INSTRUCTIONS TO FOLLOW: Output the listing exactly, leaving nothing out.

EXTRACTED MATERIAL:

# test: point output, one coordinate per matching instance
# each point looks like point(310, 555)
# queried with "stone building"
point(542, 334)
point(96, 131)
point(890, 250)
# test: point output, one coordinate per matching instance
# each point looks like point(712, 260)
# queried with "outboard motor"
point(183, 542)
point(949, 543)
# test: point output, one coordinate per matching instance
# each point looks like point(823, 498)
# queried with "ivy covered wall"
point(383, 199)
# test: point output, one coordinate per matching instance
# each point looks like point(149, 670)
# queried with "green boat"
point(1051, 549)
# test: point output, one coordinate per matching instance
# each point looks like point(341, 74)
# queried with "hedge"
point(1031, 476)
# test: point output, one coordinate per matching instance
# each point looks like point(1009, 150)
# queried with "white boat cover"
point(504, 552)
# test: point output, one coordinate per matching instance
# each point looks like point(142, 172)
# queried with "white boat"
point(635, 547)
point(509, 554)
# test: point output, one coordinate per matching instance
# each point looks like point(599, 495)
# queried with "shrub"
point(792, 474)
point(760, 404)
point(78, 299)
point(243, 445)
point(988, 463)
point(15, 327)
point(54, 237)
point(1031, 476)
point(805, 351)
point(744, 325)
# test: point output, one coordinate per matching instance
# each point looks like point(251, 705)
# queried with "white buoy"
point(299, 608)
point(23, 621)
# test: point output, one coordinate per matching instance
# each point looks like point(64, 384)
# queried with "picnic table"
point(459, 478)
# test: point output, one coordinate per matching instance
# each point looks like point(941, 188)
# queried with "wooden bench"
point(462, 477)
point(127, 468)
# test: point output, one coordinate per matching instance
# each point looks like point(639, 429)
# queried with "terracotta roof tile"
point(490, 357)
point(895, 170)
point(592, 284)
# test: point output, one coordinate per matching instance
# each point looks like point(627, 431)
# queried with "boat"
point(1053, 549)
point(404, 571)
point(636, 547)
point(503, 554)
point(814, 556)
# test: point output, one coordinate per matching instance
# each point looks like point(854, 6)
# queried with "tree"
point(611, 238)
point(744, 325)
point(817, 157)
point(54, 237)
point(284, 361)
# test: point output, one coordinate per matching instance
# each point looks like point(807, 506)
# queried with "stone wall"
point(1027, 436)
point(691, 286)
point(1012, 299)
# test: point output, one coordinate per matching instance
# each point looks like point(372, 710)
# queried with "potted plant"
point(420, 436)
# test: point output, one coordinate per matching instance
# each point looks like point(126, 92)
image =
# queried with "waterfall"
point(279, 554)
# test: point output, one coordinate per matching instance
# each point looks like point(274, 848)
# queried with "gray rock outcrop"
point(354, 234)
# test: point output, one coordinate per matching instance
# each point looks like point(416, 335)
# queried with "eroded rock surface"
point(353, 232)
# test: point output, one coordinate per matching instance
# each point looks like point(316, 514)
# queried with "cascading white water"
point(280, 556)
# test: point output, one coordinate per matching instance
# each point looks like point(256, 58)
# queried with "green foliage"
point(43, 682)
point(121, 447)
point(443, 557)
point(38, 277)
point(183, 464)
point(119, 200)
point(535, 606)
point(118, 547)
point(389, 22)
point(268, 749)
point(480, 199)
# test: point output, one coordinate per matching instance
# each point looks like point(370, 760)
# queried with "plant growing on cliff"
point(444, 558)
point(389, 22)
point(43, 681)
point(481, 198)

EXPECTED OUTPUT:
# test: point output, one coordinate per matching instance
# each point looks like point(310, 555)
# queried with "stone building"
point(542, 334)
point(96, 131)
point(890, 250)
# test: point output, one coordinate per matching instance
# each point looks like point(712, 260)
# queried with "outboard motor"
point(183, 542)
point(949, 543)
# test: point output, one coordinate per matching instance
# each point looks like point(823, 498)
# queried with "ivy covered wall"
point(383, 199)
# test: point output, one coordinate per matching instance
# each point looks like point(149, 670)
# queried with "green boat"
point(1051, 549)
# test: point output, one coordinate per matching instance
# each point looks like point(341, 74)
# queried with "hedge"
point(1031, 476)
# test: point output, one coordinate per matching instance
# each point looks like point(1009, 150)
# queried with "white boat cover"
point(504, 552)
# test: point output, one coordinate per matching instance
# each point looks like point(142, 172)
# queried with "white boat"
point(635, 547)
point(509, 554)
# test: point output, one coordinate per matching instance
# each point looks like point(599, 495)
# queried with "shrub"
point(792, 474)
point(760, 404)
point(78, 299)
point(243, 445)
point(988, 463)
point(15, 327)
point(54, 237)
point(1031, 476)
point(805, 351)
point(744, 325)
# test: point output, one coordinate per matching instance
# each point looks like point(251, 705)
# queried with "white buoy"
point(299, 608)
point(23, 621)
# test: point output, one coordinate per matching instance
# each point looks like point(64, 384)
# queried with "picnic table"
point(459, 478)
# test: point output, one coordinate per matching instance
# each point looks like point(941, 188)
# queried with "wooden bench"
point(462, 477)
point(127, 468)
# test: point output, one coordinate per matching instance
# each point looks like point(639, 429)
# queried with "terracotta roof tile"
point(490, 357)
point(895, 170)
point(592, 284)
# test: point output, one coordinate per matching instance
# each point looks like point(627, 431)
# queried with "boat"
point(1053, 549)
point(404, 571)
point(636, 547)
point(503, 554)
point(814, 556)
# test: point output, one coordinate per matching instance
# each point looks like point(854, 6)
# queried with "tree"
point(611, 238)
point(744, 325)
point(817, 157)
point(54, 237)
point(284, 361)
# test: point output, one coordinate per matching instance
# each point looks like point(807, 506)
# queried with "stone wall"
point(1027, 436)
point(691, 286)
point(1012, 299)
# test: point output, one coordinate per matching instance
# each point looks like point(372, 710)
# queried with "potted plant"
point(420, 436)
# test: point output, one coordinate per matching instance
# each point looks like point(126, 92)
image =
# queried with "waterfall"
point(279, 554)
# test: point output, one coordinate per matching instance
# each point looks like point(274, 848)
# queried with "gray rock outcrop"
point(354, 234)
# test: point output, one coordinate per matching instance
# each point looks like point(416, 335)
# queried with "eroded rock surface"
point(353, 232)
# test: point output, one coordinate per matching instance
# each point looks like point(316, 514)
# queried with "cascading white water"
point(280, 556)
# test: point output, one coordinate per matching instance
# each point looks like point(256, 58)
# queried with "green foliage"
point(43, 682)
point(121, 447)
point(443, 557)
point(38, 277)
point(183, 464)
point(119, 200)
point(535, 606)
point(118, 547)
point(389, 22)
point(268, 749)
point(480, 199)
# test: point output, one coordinate per matching instance
# each point looks like point(370, 760)
# queried with "plant growing on cliff"
point(444, 558)
point(389, 22)
point(43, 681)
point(481, 198)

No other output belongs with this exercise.